[Records from a data source]
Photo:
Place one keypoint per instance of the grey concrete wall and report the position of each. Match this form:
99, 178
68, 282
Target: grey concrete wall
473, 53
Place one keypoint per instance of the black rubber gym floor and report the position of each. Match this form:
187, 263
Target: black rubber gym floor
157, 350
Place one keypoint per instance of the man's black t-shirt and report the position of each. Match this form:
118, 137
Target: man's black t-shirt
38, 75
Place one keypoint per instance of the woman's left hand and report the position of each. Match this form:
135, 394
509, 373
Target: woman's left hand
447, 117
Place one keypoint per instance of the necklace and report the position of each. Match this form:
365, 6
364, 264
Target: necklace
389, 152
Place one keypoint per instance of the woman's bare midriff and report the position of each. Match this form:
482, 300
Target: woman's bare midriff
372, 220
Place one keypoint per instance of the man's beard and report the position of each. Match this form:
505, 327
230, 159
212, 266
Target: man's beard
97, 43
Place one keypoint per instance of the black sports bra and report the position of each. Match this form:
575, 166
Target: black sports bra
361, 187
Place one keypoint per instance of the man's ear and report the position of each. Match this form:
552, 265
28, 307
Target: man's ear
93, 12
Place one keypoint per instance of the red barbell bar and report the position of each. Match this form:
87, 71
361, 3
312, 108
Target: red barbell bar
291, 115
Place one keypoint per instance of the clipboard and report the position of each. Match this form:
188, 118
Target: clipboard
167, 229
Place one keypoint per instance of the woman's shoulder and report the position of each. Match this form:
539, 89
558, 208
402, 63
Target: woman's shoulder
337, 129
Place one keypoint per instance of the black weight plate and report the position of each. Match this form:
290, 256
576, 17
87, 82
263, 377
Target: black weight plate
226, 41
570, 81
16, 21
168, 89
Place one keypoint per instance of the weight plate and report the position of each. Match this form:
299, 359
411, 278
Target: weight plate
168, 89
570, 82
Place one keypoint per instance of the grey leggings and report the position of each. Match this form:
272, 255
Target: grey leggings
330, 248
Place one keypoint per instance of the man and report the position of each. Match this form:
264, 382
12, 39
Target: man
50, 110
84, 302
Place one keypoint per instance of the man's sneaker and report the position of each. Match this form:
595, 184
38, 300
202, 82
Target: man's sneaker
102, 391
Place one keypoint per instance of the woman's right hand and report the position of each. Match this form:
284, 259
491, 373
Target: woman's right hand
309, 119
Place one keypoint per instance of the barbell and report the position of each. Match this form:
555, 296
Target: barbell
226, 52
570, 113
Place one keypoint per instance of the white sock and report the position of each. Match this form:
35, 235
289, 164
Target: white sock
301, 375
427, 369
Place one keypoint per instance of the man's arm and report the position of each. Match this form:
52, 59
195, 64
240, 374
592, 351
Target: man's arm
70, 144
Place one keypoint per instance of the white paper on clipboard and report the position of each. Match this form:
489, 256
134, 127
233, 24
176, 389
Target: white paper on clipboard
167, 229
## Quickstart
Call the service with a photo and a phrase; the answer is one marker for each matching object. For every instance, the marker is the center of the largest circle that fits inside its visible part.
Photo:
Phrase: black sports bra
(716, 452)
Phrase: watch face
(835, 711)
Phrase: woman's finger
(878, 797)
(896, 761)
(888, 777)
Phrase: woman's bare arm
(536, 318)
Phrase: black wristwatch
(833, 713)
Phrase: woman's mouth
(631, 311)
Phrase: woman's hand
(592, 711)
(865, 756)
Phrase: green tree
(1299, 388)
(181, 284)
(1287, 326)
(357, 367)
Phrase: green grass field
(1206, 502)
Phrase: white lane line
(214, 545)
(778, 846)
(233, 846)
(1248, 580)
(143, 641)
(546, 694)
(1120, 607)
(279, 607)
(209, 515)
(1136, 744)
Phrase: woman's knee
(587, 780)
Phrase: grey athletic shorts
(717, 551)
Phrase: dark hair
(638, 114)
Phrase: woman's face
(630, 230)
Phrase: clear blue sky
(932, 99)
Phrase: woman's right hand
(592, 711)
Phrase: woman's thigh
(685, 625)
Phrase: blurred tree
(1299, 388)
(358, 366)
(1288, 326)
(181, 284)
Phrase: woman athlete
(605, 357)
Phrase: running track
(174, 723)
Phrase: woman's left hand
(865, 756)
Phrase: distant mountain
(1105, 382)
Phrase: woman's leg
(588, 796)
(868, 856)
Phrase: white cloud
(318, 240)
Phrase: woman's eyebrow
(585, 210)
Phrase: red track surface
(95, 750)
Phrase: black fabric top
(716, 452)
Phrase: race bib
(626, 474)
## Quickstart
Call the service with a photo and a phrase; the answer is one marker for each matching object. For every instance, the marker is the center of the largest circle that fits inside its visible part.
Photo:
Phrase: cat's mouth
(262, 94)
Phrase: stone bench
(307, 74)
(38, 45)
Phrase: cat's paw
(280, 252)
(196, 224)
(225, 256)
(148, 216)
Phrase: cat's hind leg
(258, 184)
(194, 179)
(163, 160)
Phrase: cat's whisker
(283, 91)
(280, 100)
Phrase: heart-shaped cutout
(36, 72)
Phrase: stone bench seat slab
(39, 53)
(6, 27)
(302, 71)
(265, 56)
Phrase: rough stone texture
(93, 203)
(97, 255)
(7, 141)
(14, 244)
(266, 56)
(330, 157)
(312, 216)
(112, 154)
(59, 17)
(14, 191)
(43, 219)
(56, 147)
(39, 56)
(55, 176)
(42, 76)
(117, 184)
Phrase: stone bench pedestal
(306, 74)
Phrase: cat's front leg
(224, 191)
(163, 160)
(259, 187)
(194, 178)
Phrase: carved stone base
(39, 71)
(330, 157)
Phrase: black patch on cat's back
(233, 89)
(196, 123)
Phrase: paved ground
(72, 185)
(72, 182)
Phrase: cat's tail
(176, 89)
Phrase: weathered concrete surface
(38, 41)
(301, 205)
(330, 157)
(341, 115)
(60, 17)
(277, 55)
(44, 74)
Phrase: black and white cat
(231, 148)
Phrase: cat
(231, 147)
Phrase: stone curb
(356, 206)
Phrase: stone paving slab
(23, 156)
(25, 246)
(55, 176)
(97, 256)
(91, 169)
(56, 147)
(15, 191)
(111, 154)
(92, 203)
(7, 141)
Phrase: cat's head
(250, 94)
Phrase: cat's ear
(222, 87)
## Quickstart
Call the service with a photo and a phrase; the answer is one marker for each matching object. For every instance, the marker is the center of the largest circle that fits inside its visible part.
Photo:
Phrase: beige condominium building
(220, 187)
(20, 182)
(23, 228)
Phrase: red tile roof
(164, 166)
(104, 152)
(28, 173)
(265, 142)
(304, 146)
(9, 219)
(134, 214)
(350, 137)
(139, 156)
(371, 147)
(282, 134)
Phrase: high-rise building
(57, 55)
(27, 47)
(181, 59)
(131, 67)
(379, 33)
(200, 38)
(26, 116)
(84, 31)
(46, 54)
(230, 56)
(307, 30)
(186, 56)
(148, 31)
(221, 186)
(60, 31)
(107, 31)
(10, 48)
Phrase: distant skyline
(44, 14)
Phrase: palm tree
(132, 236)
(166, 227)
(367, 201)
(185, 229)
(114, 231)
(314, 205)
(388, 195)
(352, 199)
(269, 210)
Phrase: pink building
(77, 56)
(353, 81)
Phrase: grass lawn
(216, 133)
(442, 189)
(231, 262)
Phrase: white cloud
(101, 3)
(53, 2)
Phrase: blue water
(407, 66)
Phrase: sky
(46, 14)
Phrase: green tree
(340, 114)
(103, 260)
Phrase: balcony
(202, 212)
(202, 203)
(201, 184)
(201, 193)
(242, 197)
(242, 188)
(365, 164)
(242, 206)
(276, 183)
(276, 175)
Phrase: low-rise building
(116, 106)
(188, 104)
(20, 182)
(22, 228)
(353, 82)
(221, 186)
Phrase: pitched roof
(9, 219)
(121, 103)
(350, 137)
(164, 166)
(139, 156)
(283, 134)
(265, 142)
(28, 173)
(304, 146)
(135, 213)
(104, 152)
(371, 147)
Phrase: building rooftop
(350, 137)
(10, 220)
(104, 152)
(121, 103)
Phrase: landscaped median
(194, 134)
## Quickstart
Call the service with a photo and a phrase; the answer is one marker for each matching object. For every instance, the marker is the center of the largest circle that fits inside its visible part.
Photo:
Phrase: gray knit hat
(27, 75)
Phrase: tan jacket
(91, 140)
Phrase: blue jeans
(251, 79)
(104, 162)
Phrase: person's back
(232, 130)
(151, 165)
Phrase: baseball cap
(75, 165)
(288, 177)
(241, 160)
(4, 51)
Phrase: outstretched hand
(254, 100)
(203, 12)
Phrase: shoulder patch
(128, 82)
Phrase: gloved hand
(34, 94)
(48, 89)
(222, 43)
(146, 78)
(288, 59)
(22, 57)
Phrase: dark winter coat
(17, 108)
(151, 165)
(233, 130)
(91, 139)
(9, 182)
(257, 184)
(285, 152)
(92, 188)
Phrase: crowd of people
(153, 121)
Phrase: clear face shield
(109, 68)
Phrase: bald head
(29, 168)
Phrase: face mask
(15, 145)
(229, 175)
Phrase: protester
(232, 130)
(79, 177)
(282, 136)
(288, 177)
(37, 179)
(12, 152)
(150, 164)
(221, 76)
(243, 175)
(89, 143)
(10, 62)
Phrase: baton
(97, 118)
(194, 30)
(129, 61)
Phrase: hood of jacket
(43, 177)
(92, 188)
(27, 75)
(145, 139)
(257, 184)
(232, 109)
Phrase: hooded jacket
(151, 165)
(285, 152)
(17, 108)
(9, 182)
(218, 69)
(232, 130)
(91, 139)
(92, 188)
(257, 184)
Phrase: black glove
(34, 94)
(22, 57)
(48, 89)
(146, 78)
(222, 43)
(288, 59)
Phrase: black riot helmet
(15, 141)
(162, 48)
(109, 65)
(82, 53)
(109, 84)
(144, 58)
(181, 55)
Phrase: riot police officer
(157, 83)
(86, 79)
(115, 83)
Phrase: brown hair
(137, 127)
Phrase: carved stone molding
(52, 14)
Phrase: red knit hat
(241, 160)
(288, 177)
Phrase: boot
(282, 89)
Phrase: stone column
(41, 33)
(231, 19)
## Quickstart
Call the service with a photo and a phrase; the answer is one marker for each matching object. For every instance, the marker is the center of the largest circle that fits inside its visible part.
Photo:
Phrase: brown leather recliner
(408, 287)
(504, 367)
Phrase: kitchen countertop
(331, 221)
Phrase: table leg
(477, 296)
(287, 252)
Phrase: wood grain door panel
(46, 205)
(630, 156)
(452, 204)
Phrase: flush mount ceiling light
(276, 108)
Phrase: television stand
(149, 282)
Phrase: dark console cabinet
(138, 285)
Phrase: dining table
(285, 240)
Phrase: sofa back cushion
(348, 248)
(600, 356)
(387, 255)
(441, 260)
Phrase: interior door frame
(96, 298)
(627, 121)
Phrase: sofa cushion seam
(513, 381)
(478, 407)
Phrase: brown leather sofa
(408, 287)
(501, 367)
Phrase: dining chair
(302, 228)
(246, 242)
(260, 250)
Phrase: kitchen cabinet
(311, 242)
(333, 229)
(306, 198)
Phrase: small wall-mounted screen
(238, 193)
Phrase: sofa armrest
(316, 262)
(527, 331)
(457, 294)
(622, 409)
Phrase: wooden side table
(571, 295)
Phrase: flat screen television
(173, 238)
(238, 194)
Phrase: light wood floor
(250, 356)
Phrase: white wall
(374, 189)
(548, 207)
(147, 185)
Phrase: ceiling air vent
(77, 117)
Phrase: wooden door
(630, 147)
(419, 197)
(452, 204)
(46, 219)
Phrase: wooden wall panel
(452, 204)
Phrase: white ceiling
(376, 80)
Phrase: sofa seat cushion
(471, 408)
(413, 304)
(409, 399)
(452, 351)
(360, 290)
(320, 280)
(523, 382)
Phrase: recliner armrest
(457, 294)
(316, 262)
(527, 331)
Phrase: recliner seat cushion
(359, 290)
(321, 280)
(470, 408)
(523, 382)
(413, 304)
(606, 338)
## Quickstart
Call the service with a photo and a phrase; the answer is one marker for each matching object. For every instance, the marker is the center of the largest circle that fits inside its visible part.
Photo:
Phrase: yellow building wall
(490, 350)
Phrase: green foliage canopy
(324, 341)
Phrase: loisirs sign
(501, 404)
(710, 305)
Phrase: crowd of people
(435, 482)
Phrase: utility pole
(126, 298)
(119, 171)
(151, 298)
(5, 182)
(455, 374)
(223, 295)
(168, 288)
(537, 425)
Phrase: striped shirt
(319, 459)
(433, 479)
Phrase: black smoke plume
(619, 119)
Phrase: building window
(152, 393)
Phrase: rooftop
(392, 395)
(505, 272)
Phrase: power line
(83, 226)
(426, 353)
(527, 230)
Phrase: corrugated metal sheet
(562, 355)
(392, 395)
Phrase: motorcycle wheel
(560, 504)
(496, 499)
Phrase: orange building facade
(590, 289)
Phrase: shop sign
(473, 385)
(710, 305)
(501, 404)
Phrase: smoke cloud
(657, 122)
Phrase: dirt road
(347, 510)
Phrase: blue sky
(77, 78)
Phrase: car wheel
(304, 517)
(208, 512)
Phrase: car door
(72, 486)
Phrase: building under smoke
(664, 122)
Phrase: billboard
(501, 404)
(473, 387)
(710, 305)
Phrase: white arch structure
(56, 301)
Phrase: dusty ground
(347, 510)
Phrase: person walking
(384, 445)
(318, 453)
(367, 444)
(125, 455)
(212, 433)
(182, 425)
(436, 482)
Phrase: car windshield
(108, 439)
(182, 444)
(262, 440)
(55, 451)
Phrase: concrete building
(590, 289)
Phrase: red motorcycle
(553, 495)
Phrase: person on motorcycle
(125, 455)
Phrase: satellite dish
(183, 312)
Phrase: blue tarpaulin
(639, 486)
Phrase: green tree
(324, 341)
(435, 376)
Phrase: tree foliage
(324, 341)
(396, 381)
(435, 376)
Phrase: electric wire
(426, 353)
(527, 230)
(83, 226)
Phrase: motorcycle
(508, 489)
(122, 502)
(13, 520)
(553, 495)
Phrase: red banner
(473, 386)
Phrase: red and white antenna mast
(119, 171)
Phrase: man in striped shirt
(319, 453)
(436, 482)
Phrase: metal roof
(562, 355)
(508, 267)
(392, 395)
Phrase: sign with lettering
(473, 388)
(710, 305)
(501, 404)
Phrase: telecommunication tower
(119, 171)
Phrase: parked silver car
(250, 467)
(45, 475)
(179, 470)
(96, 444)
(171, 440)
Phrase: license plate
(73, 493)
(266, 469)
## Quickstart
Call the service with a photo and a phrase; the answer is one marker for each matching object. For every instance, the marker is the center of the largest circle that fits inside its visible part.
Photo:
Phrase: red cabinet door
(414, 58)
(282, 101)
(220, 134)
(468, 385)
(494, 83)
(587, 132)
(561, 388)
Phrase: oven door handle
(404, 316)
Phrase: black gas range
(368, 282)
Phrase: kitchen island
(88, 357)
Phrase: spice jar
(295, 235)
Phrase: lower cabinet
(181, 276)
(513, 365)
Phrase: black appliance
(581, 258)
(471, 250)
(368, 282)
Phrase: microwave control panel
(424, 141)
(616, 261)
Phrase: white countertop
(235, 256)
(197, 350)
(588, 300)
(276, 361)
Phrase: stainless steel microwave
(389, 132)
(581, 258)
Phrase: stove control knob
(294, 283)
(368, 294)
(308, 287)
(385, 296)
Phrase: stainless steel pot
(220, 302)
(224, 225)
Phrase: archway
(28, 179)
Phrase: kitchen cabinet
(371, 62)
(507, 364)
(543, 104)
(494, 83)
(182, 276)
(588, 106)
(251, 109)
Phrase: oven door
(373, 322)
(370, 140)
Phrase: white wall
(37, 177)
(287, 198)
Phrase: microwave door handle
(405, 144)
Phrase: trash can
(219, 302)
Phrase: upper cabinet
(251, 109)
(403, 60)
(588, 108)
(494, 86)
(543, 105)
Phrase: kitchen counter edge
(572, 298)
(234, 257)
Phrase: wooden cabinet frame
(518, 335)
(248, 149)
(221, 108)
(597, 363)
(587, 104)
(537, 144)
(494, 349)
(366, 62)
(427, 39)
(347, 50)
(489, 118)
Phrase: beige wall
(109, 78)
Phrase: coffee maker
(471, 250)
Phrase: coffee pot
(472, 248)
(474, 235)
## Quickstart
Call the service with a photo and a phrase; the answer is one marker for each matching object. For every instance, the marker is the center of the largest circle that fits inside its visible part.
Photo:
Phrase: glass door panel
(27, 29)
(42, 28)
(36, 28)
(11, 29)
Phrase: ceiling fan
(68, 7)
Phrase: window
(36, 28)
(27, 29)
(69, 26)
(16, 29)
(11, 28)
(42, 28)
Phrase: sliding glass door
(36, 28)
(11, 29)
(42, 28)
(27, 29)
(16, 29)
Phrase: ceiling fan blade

TO DO ▸ Write out every line, unchanged, from the one containing "Phrase: coffee maker" through the closing line of the data.

FINAL ANSWER ▸
Phrase: coffee maker
(471, 250)
Phrase: coffee pot
(472, 248)
(474, 235)
## Quickstart
Call the service with a photo and a phrase; the answer is one marker for each matching object. For every instance, the marker is the center of the largest circle that fits inside its visible part.
Photo:
Phrase: glass door panel
(27, 29)
(42, 28)
(36, 28)
(11, 29)
Phrase: ceiling fan
(68, 7)
Phrase: window
(36, 28)
(27, 29)
(69, 26)
(16, 29)
(11, 28)
(42, 28)
Phrase: sliding glass door
(36, 28)
(11, 29)
(42, 28)
(27, 29)
(16, 29)
Phrase: ceiling fan blade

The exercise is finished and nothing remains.